Given passage =
Begin
Introduction

This report outlines the process followed during an Exploratory Data Analysis (EDA) of the automobile dataset, as supplied in automobile.txt. The dataset is also available online at https://archive.ics.uci.edu/ml/datasets/Automobile.

The dataset contains data relating to 26 different attributes of 205 automobiles. The attributes are:

Name Description Type Units
symboling insurance risk rating Categorical n/a
make name of manufacturer Categorical n/a
fuel-type type of fuel used Categorical n/a
aspiration aspiration type Categorical n/a
num-of-doors number of doors in words e.g. "four" Categorical n/a
body-style style of car Categorical n/a
drive-wheels drive wheels Categorical n/a
engine-location position of engine Categorical n/a
fuel-system fuel delivery system e.g. multi-point fuel injection Categorical n/a
engine-type type of engine e.g. dual overhead camshaft ("dohc") Categorical n/a
num-of-cylinders number of cylinders in engine in words e.g. "six" Categorical n/a
normalized-losses average loss payment per insured vehicle per year Numerical USD
wheel-base distance between centres of front and rear wheels Numerical inches
length total length of vehicle Numerical inches
width width of vehicle Numerical inches
height height of vehicle Numerical inches
curb-weight kerb/curb weight i.e. weight including fluids Numerical pounds
engine-size engine capacity (total swept volume) Numerical cubic inches
bore internal diameter of engine cylinders Numerical inches
stroke swept length of cylinder (stroke) Numerical inches
compression-ratio ratio of min cylinder volume to max cylinder volume Numerical n/a
horsepower maximum engine power output Numerical horsepower
peak-rpm maximum crankshaft rotational speed Numerical rpm
city-mpg average fuel efficiency for city driving Numerical mpg
highway-mpg average fuel efficiency for highway driving Numerical mpg
price price of vehicle Numerical USD

Missing Data

The original dataset contains a number of missing values (represented by the character ?). The locations of the missing values in the dataset can be seen in the visualisation in Figure 1.
End
Goal A =
Answer these questions about the automobile dataset report:
(i) How many attributes and how many automobiles does the dataset cover?
(ii) In what units is curb-weight measured?
(iii) Which character marks a missing value in the original dataset?

Position identification rows =
Begin
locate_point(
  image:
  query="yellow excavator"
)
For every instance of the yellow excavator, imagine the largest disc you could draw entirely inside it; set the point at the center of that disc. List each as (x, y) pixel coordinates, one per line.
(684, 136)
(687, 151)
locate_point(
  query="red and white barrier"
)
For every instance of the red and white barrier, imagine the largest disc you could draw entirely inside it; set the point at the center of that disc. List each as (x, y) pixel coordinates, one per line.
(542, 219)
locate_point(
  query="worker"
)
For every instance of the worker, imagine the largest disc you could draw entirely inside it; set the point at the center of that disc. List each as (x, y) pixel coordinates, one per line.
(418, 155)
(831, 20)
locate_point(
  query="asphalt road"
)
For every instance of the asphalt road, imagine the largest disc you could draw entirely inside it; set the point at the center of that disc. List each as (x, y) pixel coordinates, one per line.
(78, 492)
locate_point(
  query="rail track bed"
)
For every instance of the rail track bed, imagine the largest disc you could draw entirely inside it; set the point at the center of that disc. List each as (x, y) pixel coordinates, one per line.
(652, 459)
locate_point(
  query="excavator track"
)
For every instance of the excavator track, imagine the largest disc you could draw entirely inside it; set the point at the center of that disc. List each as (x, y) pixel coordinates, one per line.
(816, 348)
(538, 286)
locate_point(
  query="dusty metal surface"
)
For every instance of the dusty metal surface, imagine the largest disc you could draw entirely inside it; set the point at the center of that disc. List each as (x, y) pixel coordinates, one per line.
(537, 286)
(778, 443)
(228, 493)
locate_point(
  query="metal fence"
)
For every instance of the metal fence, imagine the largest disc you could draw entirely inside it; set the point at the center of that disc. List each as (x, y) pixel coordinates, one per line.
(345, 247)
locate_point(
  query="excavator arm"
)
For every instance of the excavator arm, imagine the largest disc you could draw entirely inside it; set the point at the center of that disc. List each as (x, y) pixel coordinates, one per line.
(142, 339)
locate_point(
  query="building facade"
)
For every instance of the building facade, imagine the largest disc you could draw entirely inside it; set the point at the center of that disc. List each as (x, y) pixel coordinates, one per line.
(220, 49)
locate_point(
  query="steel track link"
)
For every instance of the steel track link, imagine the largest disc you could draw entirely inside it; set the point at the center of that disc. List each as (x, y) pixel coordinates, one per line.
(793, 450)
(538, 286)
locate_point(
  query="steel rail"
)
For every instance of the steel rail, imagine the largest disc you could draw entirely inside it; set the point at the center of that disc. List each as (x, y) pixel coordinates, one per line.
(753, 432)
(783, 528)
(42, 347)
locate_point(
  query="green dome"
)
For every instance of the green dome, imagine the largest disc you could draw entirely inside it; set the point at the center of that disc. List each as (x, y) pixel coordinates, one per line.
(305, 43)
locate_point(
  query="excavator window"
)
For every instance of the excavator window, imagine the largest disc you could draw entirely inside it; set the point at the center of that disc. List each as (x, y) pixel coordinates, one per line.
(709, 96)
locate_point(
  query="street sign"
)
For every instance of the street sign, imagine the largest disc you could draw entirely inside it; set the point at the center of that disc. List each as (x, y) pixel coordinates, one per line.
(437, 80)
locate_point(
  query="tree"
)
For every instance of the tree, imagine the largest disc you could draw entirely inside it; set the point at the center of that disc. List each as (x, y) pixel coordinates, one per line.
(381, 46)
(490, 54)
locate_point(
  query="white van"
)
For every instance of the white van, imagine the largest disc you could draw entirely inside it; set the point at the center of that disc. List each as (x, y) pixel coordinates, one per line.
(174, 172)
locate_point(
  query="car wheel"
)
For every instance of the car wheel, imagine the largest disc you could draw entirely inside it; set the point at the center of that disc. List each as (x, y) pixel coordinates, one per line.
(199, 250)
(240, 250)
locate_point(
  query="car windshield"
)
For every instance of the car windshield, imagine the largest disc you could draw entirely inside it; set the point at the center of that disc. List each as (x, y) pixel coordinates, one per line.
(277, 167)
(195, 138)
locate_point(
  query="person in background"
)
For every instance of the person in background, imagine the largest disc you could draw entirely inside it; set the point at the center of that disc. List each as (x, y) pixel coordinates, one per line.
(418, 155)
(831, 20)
End
Goal B = Show each line of the rows that contains the string "sign".

Correct response A =
(i) 26 attributes and 205 automobiles.
(ii) Pounds.
(iii) The character ?.

Correct response B =
  query="street sign"
For every instance of the street sign, imagine the largest disc you could draw entirely inside it; set the point at the center of that disc. List each as (x, y) pixel coordinates, one per line.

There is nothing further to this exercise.